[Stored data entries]
___
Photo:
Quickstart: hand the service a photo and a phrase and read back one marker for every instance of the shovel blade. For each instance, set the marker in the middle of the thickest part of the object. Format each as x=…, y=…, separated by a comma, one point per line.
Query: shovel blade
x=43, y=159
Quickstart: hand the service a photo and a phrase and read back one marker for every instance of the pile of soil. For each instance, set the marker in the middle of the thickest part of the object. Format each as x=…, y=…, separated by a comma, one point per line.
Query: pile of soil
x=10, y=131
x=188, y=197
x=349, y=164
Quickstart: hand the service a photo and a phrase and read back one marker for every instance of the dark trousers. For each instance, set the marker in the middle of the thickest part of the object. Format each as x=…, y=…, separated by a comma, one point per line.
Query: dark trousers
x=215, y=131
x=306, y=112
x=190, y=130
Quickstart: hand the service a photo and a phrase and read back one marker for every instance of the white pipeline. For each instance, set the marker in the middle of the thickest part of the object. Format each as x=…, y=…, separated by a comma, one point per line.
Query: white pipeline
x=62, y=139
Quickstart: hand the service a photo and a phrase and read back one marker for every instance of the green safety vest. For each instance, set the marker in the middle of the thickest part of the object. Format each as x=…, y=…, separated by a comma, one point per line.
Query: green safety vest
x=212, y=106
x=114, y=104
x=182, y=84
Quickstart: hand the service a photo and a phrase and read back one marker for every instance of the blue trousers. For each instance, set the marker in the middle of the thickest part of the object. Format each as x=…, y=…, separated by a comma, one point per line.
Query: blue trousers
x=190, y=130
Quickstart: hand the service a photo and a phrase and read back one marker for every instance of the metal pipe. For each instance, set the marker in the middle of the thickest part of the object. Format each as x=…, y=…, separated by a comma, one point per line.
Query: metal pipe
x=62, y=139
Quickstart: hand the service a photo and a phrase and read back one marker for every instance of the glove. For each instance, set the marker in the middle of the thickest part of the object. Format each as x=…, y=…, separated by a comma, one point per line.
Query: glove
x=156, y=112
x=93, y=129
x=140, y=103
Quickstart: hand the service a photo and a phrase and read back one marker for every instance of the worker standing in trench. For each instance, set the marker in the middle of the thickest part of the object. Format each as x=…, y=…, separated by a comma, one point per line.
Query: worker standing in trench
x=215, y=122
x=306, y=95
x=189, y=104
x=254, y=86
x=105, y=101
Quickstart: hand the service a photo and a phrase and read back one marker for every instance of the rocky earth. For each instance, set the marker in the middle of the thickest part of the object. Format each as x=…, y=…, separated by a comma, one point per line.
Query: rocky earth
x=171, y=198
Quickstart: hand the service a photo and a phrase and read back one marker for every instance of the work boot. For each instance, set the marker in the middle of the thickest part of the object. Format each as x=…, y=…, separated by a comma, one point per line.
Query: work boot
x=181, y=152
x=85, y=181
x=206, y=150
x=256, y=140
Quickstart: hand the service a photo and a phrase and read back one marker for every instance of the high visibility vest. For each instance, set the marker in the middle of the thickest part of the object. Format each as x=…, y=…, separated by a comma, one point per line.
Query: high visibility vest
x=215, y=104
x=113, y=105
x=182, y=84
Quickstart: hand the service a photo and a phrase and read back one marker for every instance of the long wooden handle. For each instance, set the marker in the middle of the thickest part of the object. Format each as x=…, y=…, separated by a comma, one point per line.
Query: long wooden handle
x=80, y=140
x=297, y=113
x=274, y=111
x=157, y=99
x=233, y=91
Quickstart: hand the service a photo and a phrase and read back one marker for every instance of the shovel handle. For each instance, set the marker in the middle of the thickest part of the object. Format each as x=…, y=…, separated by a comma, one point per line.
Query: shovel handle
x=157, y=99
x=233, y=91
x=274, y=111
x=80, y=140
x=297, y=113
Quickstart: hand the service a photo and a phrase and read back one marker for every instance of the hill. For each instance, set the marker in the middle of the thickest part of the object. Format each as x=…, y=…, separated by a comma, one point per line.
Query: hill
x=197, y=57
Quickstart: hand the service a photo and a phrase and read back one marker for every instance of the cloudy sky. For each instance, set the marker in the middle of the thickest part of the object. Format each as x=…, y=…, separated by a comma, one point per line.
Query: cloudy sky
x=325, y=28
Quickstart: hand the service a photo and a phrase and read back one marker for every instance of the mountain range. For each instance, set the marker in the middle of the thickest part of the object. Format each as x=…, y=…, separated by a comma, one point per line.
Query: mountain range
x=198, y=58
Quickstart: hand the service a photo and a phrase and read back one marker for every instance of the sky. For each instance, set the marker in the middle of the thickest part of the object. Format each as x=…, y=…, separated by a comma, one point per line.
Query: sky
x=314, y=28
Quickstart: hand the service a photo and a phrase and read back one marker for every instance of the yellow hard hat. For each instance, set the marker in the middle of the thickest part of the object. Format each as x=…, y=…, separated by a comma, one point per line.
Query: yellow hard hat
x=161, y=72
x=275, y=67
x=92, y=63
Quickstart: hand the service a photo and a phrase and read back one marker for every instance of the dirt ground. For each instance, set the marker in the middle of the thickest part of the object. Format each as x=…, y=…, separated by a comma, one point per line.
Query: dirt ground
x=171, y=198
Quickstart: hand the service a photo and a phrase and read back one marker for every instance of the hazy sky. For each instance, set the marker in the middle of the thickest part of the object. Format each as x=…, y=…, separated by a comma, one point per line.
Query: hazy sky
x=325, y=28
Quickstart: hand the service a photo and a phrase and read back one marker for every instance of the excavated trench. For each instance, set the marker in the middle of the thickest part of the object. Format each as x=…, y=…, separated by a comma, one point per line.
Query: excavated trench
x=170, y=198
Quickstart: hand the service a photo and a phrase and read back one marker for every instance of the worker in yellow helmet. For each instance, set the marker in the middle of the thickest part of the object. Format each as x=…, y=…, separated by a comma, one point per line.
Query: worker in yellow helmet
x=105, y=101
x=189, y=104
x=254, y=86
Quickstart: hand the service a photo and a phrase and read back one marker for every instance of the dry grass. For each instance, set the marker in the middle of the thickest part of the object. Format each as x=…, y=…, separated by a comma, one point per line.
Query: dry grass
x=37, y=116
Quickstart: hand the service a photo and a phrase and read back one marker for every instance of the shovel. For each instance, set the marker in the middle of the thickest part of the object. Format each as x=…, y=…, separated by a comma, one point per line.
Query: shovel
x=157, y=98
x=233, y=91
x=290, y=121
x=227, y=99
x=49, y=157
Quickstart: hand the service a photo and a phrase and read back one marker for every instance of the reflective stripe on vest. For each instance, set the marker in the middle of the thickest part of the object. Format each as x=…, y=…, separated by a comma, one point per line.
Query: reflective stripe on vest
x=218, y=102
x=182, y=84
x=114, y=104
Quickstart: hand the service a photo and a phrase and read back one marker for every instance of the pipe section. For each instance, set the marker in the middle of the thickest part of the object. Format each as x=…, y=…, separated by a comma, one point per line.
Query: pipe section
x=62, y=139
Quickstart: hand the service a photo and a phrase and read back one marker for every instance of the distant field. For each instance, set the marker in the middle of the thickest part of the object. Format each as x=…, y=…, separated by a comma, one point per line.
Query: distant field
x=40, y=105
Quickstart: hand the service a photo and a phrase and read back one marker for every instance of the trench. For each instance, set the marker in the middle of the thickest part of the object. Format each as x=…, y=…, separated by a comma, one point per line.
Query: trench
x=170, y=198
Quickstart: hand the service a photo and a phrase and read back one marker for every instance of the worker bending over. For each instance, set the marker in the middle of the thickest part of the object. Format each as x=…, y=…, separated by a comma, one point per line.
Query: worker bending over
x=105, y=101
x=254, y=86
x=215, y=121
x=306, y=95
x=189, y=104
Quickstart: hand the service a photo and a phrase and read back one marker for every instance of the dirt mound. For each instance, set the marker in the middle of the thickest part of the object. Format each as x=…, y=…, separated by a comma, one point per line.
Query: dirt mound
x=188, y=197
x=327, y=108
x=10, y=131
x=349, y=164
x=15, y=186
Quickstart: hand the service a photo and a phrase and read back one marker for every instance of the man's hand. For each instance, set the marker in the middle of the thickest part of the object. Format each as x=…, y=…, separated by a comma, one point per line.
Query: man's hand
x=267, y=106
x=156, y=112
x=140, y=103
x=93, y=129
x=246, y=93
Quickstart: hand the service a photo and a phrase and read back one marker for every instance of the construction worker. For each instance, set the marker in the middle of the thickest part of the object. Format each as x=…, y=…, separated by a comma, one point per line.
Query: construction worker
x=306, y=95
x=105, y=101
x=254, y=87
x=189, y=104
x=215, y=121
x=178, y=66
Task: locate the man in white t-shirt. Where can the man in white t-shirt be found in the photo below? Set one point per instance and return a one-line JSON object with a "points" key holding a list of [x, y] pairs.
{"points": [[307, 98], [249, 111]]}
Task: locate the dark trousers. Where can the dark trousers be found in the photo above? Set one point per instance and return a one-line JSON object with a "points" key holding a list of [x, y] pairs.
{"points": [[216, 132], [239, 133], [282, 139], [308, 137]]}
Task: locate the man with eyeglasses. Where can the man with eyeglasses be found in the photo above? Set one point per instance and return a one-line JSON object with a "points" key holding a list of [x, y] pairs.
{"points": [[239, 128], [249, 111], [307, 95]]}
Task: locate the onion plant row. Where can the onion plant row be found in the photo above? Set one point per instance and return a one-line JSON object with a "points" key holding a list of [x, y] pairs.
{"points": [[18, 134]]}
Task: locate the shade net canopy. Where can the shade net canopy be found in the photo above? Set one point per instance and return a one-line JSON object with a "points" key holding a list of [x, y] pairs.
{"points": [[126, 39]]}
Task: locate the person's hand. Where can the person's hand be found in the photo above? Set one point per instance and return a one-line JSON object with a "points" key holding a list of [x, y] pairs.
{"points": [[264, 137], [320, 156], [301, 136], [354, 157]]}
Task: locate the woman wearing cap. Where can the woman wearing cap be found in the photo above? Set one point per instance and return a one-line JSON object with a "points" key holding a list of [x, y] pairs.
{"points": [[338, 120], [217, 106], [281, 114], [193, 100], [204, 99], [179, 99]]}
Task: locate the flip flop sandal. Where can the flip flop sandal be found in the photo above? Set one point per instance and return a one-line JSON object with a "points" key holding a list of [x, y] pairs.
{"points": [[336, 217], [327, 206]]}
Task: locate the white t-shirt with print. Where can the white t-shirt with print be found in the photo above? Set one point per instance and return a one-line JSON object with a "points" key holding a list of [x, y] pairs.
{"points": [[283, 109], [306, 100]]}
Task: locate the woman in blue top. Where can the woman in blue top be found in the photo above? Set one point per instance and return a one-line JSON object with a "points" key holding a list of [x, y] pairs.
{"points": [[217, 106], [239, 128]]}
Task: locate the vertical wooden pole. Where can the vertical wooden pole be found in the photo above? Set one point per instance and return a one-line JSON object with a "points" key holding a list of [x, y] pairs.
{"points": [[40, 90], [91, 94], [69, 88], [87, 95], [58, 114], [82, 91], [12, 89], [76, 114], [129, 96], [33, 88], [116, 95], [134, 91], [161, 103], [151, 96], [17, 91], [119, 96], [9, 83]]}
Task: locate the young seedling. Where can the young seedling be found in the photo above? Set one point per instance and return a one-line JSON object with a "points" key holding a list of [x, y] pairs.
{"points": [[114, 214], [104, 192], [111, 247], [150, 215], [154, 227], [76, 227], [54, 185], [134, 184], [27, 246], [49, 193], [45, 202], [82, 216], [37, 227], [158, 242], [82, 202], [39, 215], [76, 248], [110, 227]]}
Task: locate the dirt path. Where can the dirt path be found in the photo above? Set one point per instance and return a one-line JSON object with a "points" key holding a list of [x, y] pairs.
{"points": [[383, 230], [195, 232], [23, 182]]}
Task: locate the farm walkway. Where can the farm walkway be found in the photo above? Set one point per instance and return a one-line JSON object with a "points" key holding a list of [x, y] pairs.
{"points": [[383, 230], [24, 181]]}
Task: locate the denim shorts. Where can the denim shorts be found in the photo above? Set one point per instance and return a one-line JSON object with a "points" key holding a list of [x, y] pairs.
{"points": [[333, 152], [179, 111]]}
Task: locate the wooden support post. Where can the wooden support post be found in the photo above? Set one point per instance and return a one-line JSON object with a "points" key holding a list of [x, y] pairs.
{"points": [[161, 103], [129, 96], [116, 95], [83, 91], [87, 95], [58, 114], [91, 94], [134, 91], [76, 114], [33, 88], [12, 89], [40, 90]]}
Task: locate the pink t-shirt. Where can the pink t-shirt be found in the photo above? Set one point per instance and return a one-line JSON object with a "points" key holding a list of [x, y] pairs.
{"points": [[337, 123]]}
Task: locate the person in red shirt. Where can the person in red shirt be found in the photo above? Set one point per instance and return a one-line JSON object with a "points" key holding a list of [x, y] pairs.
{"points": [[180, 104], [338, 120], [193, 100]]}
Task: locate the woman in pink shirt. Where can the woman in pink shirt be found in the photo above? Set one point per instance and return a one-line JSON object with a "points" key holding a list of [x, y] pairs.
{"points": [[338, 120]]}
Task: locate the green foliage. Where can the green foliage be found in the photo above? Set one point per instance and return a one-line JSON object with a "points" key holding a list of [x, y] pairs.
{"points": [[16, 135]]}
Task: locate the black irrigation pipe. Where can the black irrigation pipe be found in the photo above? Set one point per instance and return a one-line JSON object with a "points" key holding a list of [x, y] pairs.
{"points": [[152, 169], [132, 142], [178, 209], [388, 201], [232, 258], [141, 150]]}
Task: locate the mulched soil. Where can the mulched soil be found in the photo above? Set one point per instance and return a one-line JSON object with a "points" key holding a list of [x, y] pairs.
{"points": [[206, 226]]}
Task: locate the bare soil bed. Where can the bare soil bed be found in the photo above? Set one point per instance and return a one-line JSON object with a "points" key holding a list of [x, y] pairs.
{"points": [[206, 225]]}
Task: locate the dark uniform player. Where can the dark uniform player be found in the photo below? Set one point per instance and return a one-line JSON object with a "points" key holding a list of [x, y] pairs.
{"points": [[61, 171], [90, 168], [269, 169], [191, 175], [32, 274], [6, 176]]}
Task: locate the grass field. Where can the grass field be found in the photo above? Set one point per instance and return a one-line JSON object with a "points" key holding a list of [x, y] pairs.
___
- **Task details**
Beginning at the line that holds "Task: locate the black", reproduce the lines exactly up to and including the final line of the entries.

- **Exercise response**
Task: locate the black irrigation pipe. Where can the black irrigation pipe be found in the photo above? Set one point per instance and return a one-line JSON object with a "points" key holding a list of [x, y] pairs.
{"points": [[152, 169], [132, 142], [178, 209], [388, 201], [232, 258], [141, 150]]}
Task: locate the mulched soil. Where can the mulched soil be found in the photo above? Set one point per instance and return a one-line JSON object with a "points" key holding a list of [x, y] pairs.
{"points": [[206, 226]]}
Task: locate the bare soil bed. Where can the bare soil bed be found in the photo above? Set one point per instance and return a one-line JSON object with a "points" key holding a list of [x, y] pairs.
{"points": [[206, 225]]}
Task: locate the dark uniform player. Where can the dark uniform player be found in the photo below? Set one point per instance and return a one-line JSON object with a "points" key holding a list of [x, y] pairs.
{"points": [[61, 171], [90, 168], [269, 169], [191, 175], [32, 274], [6, 176]]}
Task: locate the grass field. Where can the grass field be found in the photo above? Set one point per instance and return a one-line JSON object with a "points" key holding a list of [x, y] pairs.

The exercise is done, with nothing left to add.